:: Task instructions ::
From the line that contains "In the picture above, where can the blue checkered" through the last line below, arrange the lines as a JSON list of strings, one string per line, leaving out blank lines.

:: Supplied entries ::
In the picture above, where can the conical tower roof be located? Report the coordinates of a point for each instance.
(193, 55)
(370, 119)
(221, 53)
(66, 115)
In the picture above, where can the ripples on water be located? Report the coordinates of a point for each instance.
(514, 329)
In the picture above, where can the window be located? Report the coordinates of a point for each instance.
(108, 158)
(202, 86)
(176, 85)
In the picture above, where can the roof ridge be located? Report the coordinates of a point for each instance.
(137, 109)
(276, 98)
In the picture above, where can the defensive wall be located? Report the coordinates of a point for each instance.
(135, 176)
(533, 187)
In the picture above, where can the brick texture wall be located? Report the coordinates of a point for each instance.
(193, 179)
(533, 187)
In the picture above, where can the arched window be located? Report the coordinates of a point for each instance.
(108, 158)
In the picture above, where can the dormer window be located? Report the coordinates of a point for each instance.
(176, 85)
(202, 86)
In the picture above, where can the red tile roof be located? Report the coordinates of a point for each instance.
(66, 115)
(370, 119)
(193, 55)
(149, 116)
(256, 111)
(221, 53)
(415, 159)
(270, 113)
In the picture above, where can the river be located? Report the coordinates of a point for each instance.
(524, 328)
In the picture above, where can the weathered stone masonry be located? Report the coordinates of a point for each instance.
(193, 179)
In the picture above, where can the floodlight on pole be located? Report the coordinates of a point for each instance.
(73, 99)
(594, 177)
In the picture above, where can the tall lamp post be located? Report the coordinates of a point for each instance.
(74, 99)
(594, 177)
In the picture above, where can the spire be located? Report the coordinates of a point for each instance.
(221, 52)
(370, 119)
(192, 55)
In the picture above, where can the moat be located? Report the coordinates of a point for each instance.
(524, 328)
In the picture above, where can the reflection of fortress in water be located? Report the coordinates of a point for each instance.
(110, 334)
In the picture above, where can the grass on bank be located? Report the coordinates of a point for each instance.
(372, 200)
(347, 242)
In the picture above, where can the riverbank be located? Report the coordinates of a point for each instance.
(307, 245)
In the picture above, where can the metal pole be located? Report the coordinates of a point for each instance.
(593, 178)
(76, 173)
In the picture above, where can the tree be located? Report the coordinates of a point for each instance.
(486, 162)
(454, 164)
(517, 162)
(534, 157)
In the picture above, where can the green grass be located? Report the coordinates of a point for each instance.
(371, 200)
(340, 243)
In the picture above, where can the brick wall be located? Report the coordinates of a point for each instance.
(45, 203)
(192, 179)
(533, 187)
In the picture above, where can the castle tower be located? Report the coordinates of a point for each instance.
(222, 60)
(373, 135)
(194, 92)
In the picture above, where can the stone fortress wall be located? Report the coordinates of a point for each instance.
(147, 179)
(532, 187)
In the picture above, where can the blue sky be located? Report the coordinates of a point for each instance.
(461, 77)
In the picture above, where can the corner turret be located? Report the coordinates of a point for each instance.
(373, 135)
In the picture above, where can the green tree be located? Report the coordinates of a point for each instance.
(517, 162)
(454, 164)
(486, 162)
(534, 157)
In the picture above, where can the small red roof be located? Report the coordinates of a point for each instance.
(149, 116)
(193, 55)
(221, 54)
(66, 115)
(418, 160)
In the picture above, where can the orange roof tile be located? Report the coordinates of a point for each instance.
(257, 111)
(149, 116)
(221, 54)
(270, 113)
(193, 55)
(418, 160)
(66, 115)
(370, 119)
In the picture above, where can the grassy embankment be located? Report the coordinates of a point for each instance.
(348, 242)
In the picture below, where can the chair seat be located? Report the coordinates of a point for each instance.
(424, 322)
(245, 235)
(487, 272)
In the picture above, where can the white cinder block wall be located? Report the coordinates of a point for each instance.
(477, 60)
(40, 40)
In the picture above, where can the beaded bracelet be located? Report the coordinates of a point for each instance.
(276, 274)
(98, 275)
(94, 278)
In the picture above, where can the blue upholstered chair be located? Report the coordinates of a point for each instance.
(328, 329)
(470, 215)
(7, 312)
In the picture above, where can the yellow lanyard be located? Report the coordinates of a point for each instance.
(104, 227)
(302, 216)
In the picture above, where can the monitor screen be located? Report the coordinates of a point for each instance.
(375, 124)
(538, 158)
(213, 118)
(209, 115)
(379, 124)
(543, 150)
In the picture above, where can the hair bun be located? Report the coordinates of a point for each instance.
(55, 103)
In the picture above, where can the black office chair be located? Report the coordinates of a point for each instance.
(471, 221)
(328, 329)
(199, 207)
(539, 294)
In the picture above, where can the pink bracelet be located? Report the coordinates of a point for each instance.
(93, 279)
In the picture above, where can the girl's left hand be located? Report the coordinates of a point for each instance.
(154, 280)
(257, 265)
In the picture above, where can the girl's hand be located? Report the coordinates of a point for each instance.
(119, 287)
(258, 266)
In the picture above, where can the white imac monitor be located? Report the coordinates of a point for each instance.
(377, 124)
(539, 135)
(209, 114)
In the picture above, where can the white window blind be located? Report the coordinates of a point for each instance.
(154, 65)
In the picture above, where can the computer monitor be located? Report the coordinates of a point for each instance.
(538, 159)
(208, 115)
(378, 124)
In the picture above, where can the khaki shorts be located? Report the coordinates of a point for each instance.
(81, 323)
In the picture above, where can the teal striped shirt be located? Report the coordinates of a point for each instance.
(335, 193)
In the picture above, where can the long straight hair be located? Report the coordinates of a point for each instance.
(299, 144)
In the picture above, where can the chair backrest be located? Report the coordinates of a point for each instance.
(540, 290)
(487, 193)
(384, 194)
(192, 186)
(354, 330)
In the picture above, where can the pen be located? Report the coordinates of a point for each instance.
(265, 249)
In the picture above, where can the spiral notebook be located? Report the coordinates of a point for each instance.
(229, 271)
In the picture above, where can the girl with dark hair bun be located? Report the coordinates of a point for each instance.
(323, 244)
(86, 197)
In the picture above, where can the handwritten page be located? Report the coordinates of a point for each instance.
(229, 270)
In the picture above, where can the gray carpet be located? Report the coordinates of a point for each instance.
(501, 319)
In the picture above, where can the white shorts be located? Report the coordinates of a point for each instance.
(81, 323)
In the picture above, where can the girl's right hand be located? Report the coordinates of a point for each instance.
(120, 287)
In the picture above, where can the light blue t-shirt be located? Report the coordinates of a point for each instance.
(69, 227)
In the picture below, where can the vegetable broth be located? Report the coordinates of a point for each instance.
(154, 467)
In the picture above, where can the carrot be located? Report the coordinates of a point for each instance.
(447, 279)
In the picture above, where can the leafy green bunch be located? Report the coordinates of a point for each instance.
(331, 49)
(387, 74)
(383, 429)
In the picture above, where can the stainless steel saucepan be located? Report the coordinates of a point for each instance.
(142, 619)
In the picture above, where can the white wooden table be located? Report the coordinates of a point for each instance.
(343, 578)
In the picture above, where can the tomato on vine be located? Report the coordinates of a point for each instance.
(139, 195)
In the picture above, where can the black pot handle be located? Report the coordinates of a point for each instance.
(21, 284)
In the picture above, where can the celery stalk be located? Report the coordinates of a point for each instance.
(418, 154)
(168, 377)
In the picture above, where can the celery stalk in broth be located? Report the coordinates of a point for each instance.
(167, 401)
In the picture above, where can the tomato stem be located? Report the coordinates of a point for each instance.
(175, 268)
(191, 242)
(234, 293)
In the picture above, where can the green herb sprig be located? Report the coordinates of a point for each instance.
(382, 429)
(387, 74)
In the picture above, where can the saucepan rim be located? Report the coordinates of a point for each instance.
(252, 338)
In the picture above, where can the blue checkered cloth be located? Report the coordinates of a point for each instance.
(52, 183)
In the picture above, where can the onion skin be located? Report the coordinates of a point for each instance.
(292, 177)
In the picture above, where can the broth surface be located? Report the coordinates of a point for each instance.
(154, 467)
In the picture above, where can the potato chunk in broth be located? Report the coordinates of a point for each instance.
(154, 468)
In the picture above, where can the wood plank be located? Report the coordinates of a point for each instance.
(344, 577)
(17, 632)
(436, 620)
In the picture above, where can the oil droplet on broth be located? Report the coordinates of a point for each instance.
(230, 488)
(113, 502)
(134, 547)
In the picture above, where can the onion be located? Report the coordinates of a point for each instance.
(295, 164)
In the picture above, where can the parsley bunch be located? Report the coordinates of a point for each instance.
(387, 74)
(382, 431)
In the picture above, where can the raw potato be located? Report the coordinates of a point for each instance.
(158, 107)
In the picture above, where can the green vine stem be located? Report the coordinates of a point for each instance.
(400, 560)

:: Response for this exercise ::
[
  "In the picture above, where can the blue checkered cloth be located? Report the coordinates of a point for each instance.",
  "(52, 183)",
  "In the picture above, where can the onion skin be located? Report the coordinates of a point for each instance.",
  "(292, 177)",
  "In the picture above, where can the broth surface be located? Report the coordinates of a point for each instance.",
  "(154, 467)",
  "In the picture above, where can the potato chunk in broth be located? Report the coordinates of a point for each instance.",
  "(154, 468)",
  "In the picture above, where can the wood plank be located? Report the coordinates of a point for each instance.",
  "(344, 577)",
  "(17, 632)",
  "(436, 620)",
  "In the picture above, where can the oil droplet on broth be located? Report the coordinates of a point for each instance.",
  "(230, 488)",
  "(113, 502)",
  "(134, 547)",
  "In the picture above, where can the onion be located? Report the coordinates of a point for each instance.",
  "(295, 164)",
  "In the picture above, where can the parsley bunch be located? Report the coordinates of a point for each instance.",
  "(387, 74)",
  "(382, 431)",
  "In the picture above, where can the raw potato be located? Report the coordinates of a point for each instance.",
  "(158, 107)",
  "In the picture above, where can the green vine stem be located? Report the coordinates of a point for each instance.",
  "(400, 560)"
]